## Data extract
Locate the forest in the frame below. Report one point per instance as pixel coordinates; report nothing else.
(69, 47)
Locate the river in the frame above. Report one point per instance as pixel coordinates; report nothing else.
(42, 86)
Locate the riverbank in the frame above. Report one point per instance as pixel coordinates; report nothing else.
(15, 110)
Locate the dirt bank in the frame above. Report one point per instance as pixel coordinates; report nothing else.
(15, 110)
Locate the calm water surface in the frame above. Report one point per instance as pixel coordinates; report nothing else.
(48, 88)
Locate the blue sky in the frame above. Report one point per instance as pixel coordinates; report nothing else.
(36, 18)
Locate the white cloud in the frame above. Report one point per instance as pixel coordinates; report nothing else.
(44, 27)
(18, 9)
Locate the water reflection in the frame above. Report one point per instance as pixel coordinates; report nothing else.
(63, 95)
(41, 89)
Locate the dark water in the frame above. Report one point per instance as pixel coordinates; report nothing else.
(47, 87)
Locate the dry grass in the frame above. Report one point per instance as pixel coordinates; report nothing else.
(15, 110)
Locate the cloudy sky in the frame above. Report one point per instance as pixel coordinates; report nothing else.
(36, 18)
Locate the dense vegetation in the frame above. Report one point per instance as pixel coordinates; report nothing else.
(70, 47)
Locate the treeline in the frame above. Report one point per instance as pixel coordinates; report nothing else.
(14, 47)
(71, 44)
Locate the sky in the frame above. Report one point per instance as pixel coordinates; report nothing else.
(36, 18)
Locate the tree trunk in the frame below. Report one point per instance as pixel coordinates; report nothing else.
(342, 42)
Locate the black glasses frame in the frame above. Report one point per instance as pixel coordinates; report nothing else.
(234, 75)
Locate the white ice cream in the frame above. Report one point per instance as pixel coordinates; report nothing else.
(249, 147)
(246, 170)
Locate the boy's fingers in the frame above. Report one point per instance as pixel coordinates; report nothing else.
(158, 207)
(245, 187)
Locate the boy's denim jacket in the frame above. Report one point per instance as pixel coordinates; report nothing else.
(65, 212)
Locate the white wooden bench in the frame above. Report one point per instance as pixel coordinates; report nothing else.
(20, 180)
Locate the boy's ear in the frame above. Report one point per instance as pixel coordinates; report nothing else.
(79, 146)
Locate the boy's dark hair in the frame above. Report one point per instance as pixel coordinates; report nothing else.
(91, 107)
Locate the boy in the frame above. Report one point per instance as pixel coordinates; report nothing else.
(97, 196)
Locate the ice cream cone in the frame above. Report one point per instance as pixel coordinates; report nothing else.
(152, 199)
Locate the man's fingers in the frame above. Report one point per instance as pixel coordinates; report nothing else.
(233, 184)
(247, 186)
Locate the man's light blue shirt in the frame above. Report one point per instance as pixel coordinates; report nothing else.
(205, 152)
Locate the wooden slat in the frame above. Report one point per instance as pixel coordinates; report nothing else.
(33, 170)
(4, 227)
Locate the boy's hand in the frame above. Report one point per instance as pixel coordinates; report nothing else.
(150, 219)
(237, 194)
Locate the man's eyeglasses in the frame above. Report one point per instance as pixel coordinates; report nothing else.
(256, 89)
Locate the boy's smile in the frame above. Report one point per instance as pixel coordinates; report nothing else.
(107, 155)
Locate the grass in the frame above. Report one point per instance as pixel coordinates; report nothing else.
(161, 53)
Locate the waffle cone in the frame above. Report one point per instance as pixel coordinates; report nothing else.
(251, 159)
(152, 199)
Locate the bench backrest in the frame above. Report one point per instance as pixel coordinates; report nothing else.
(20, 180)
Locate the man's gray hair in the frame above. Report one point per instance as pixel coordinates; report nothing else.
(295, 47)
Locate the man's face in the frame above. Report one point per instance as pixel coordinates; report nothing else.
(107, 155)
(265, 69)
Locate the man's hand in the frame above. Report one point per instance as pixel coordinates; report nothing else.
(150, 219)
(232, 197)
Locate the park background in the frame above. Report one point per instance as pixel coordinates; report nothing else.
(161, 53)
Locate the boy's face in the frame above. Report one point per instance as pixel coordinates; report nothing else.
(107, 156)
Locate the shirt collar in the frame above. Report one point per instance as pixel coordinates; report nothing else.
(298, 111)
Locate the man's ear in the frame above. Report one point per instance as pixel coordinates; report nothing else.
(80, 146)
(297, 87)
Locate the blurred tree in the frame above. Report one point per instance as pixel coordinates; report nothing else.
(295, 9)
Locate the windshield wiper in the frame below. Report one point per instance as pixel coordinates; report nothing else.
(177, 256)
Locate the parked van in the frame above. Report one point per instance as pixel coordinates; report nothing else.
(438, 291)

## Task instructions
Rewrite the items starting at the line that contains "Locate the waffle" and ending with the last item, putting "person's" in place of each "man's" and leaving everything else the same.

## Complete answer
Locate the waffle cone in the frame above. Report one point per instance as pixel coordinates; report nothing else.
(251, 159)
(152, 199)
Locate the bench backrest in the frame above. Report one point per instance as pixel coordinates; report nothing else.
(20, 180)
Locate the person's gray hair in the frame above. Report one point per instance as pixel coordinates; report nothing else.
(295, 47)
Locate the person's face in the frame above. Report one point per instance as pixel coordinates; report nothing else.
(107, 155)
(265, 69)
Locate the person's hand in the frame above. Report one point per instance as pixel coordinates; report nothing else.
(150, 219)
(232, 197)
Locate the park background in the frame above. Report one point per instance as pixel coordinates; report nothing else.
(161, 53)
Locate the boy's face in the frame above. Report one point per instance as pixel coordinates; report nothing else.
(107, 156)
Locate the shirt collar in the frame above. Report one point per instance as pixel coordinates; report nothing else.
(298, 111)
Locate the person's ear in the frame above. Report one point per instance as pixel coordinates; report nothing else.
(80, 146)
(297, 87)
Locate the blurred tree in the frame above. Report one point per instance as pixel coordinates; report nothing else.
(295, 9)
Locate the windshield wiper in the frame below. Report one point per instance as pixel coordinates; report nothing else.
(177, 256)
Locate the parked van in the frame above. Report one point per instance as pixel coordinates; report nothing else.
(438, 291)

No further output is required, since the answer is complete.